____ Selection
In Table 2, He is the simulated fracture height, We is the simulated fracture width, Hf is the actual fracture height, Wf, is the actual fracture width, Qf, is the actual field displacement, and Qe is the laboratory displacement.

Table 3. Experimental Plan of Proppant Backflow and Fiber Sand Control.

no concentration of fiber (%) length of fiber (mm) injection mode experimental displacement factor materials
1 0 6 full fiber injection 0.3L–5L/min concentration of fiber the concentrations of proppants are 120 kg/m3, 360 kg/m3, and 480 kg/m3, respectively; 30 mPa·s slick water for fracturing and 5 mPa·s slick water for flowback; 40/70-coated sand +70/140 quartz sand
2 0.4          
3 0.8          
4 1.2          
5 0.8 3 full fiber injection   length of fiber  
6   12        
7 0.8 6 alternate injection   injection mode  
8     fiber tail injection      
9 0.4 12 full fiber injection   time  
10            
11 1.2          

The parameter characterization in the experiment can be divided into four categories: (1) morphological changes of sand bank before and after flowback.

The morphological change can directly reflect the scour ability of the fluid to the sand bank. In this paper, ICM was used to record the changing process of the sand bank in the four flat devices, and the macro outline of the sand bank was formed through image mosaic so as to analyze the migration characteristics of the proppants in the flowback process under different conditions (see Figure 6).

Figure 6.

Figure 6

Actual sand bank (left) and extracted sand bank contour (right).

(2) Height variation of the sand bank. The change in the height of the sand bank during the flowback process can reflect the degree of fluid erosion of the proppant pack. In this paper, a high-speed camera was used to record the variation of height of the sand bank in the area of 197 × 171 mm, and the variation curve of height of the sand bank with time was drawn to find the critical velocity of strong shear affecting the height of the sand bank (see Figure 7).

Figure 7.

Figure 7

Changes in sand bank height (left) and variation curve of sand bank height with time (right).

(3) Fracturing fluid flow field and proppant particle field (see Figure 8). The fracturing fluid flow field and proppant velocity field can be obtained by the Davis program and the Matlab separation algorithm. Matlab can output the position of proppant particles on two frames of images. Through the position information and time difference of particles, parameters such as angle, speed, and quantity of particles can be further extracted. Through the above methods, microscopic motion information of proppants in the flowback process was obtained in this paper to reveal the mechanism of proppant flowback motion.
________
Stated exercise 1:
Copy the proppant flowback passage word for word, everything from "Actual sand bank" down to "with time (right).".
Stated exercise 2:
Extend the proppant flowback passage beyond its final sentence.
The data after this point is separate from the proppant flowback passage.
____ Supplied material
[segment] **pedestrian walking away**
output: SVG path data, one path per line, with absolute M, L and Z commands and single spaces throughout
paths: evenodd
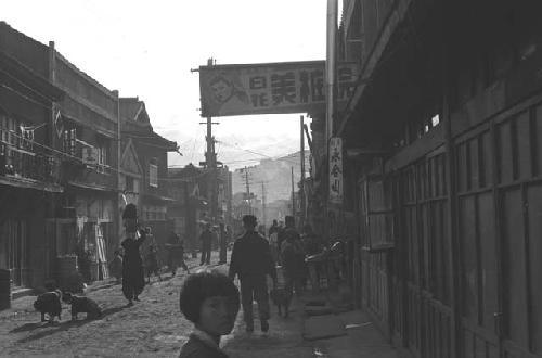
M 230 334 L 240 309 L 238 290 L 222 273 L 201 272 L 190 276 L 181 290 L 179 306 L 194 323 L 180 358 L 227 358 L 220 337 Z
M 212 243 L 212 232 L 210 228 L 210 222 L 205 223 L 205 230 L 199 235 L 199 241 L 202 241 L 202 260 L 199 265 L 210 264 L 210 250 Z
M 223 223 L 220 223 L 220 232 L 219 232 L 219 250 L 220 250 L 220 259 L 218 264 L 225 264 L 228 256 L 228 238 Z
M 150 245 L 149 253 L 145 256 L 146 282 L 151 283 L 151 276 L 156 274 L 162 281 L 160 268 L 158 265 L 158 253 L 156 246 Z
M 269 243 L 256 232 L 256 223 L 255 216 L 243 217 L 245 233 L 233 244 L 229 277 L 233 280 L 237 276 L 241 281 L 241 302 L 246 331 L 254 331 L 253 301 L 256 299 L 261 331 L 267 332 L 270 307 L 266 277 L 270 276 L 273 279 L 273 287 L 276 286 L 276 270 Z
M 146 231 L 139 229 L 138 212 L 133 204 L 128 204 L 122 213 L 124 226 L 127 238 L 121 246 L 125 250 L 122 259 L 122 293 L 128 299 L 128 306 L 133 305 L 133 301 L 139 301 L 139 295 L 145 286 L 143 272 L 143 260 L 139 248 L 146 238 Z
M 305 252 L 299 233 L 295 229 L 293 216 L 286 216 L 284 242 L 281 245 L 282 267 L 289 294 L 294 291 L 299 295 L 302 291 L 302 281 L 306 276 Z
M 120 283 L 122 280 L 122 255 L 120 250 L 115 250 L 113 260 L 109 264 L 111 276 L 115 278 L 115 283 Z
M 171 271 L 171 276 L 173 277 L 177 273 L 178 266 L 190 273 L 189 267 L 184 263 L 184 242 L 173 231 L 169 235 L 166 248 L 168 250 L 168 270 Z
________
Task response 1:
Actual sand bank (left) and extracted sand bank contour (right).

(2) Height variation of the sand bank. The change in the height of the sand bank during the flowback process can reflect the degree of fluid erosion of the proppant pack. In this paper, a high-speed camera was used to record the variation of height of the sand bank in the area of 197 × 171 mm, and the variation curve of height of the sand bank with time was drawn to find the critical velocity of strong shear affecting the height of the sand bank (see Figure 7).

Figure 7.

Figure 7

Changes in sand bank height (left) and variation curve of sand bank height with time (right).

Task response 2:
Figure 8.

Figure 8

Fracturing fluid flow field (left) and proppant particle field (right).

(4) Longitudinal fluid velocity and velocity gradient (Figure 9). The shear force of the fluid on the surface of the sand dike is related to the velocity gradient. Therefore, Davis software was used to obtain the horizontal velocity of the fluid in the longitudinal direction and calculate the velocity gradient change, which reflects the shear action of the fluid on the proppant-filled layer to a certain extent.

Figure 9.

Figure 9

Longitudinal fluid velocity and velocity gradient.

3. Results and Discussion

3.1. Effect of Time on Proppant Backflow

From the fiber sand carrying experiment (see Figure 10), it was found that the injection of fibers and the increase in fiber concentration can effectively delay the settling of the proppants, resulting in the proppant pack consisting of a large amount of a fluffy mixture of proppants and fibers. The gaps between these mixtures will become good channels for fluid flow during the flowback process, which has a certain promoting effect on the backflow of the proppants.

Figure 10.

Figure 10

Proppant pack consisting of a fluffy fiber–proppant mixture in a fiber sand carrying experiment.

Over time, the proppants settled and eventually reached a stable state, and the spaces between the mixtures gradually compacted. The flowback process of the proppant packed in a steady state is closer to the actual situation in the field. The experimental results indicate that the proppant pack can fully reach a stable state after being left standing for 12 h after the end of the pump injection. Therefore, the subsequent proppant backflow law research experiments will be conducted after completing the pump injection for 12 h.

3.2. Effect of Different Fiber Concentration on Proppant Backflow

According to the experimental plan in Table 3, the fiber concentrations are 0, 0.4, 0.8, and 1.2%. The following figures show the morphologies of different sand banks in different experimental stages.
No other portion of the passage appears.